Excerpt from a dataset:
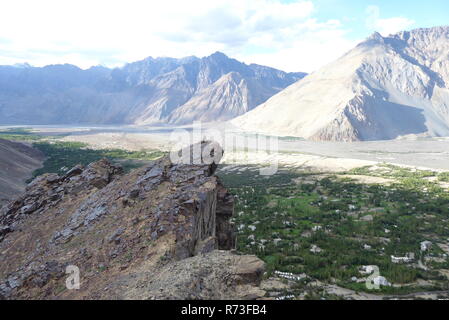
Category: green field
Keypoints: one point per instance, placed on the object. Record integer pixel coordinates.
(279, 218)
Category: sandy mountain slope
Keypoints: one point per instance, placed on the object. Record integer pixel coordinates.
(143, 92)
(385, 88)
(17, 162)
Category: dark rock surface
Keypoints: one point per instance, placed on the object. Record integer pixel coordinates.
(168, 223)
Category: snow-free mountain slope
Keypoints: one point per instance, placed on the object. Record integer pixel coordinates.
(384, 88)
(144, 92)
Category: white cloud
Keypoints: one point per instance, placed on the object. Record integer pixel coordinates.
(386, 26)
(112, 32)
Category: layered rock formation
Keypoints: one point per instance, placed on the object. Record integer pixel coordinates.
(160, 232)
(385, 88)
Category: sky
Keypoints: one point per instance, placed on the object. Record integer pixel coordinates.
(292, 35)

Exercise task ▸ Recast the material as a JSON list of strings, one string per line and no blank lines. Leave the pictures out.

Reply ▸
[
  "Category: green field",
  "Keypoints: one point per instance, placed on the object. Record integer pixel coordinates.",
  "(279, 218)",
  "Category: sandy mountain slope",
  "Keypoints: one point per instance, placed on the object. Record integer pixel coordinates.",
  "(143, 92)",
  "(385, 88)",
  "(17, 162)",
  "Category: dark rock surface",
  "Keypoints: one point per instance, placed on the object. Record integer pixel coordinates.",
  "(168, 223)",
  "Category: snow-free mountain slope",
  "Keypoints: one point per instance, placed on the object. Record integer pixel coordinates.",
  "(384, 88)",
  "(144, 92)",
  "Category: white cloud",
  "Keypoints: one point per instance, placed on the object. Record integer pixel coordinates.",
  "(386, 26)",
  "(112, 32)",
  "Category: layered rock formation",
  "Keypoints: one point per instance, placed on the object. Record integer pixel coordinates.",
  "(160, 232)",
  "(385, 88)",
  "Category: sky",
  "Keypoints: one point per instance, placed on the object. Record integer pixel coordinates.",
  "(292, 35)"
]